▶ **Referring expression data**

_ _ _ _ _

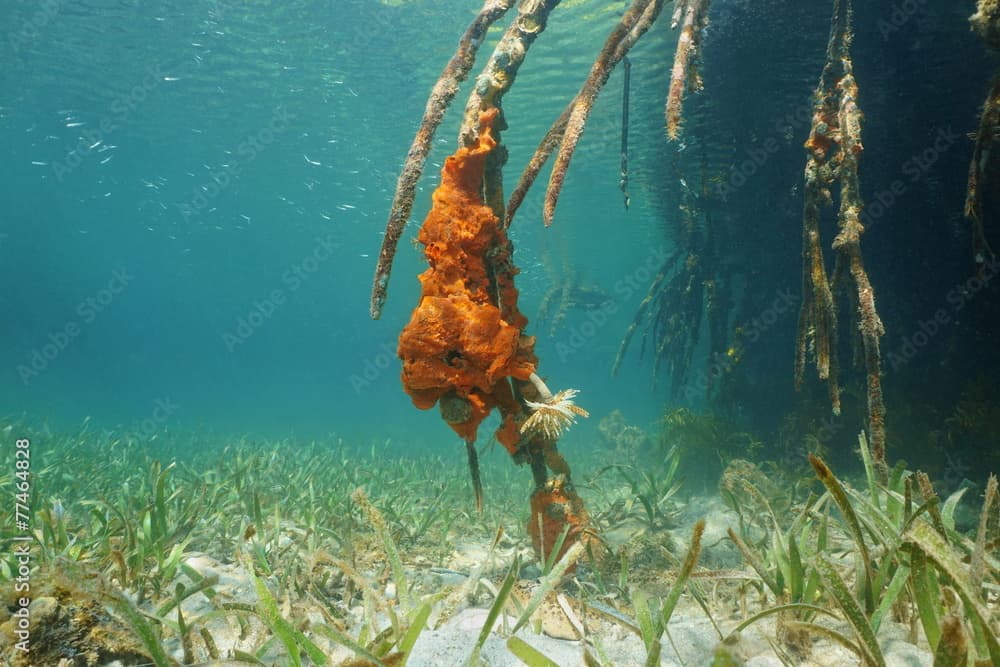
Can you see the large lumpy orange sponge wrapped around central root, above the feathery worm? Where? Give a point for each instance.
(459, 344)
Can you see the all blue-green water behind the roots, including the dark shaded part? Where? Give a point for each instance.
(179, 162)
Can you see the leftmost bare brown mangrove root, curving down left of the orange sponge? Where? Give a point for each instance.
(440, 99)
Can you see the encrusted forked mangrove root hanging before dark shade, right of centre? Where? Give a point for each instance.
(833, 150)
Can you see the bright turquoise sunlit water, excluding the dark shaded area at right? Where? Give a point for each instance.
(178, 164)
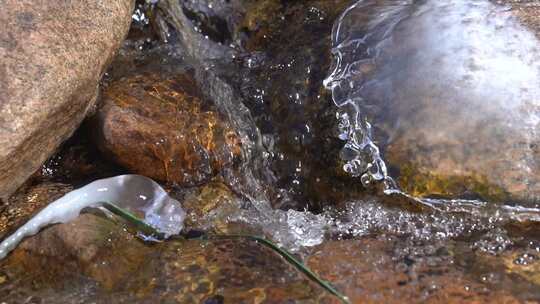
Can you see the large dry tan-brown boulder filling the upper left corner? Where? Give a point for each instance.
(53, 55)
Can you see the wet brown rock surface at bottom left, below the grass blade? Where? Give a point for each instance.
(94, 259)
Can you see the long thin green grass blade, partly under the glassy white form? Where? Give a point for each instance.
(145, 228)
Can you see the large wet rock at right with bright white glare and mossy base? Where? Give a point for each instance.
(452, 92)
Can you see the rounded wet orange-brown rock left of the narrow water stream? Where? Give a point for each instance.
(161, 128)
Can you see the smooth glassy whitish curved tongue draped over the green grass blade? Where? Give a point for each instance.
(135, 193)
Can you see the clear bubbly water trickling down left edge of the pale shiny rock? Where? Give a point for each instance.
(352, 57)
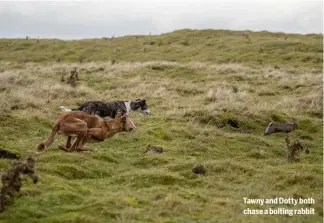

_ _ _ _ _

Set the entries down exactly, but not the pictures.

Can you see the large lumpy orange sponge wrapped around central root, above the feathery worm? Where? Give a point for each instance.
(459, 344)
Can you see the all blue-green water behind the roots, including the dark shaded part? Where? Give a point for each instance.
(179, 162)
Can you see the leftmost bare brown mangrove root, curving down left of the orange sponge? Where? Give a point for each instance.
(440, 99)
Can you see the encrusted forked mangrove root hanging before dark shade, right of centre? Where? Give a point for each instance.
(833, 150)
Can you see the bright turquoise sunlit water, excluding the dark shaded area at right? Where? Give a point for each instance.
(178, 164)
Can you see the large dry tan-brown boulder filling the upper left corner? Where? Give a point for each instance.
(53, 55)
Can you see the wet brown rock surface at bottom left, below the grass blade? Where? Give a point for each instance.
(94, 259)
Can you see the long thin green grass blade, partly under the glassy white form? Where? Give a point for each instance.
(145, 228)
Can you see the large wet rock at right with bright white glare and mossy base? Where? Give a point for each instance.
(452, 92)
Can you see the rounded wet orange-brown rock left of the narrow water stream? Where? Give a point for each instance.
(161, 128)
Can you see the smooth glassy whitish curved tongue draped over the green grass blade? Where? Give a point for each instance.
(135, 193)
Can you see the clear bubbly water trickling down left edge of the pale shiny rock? Where? Give a point for each instance.
(352, 57)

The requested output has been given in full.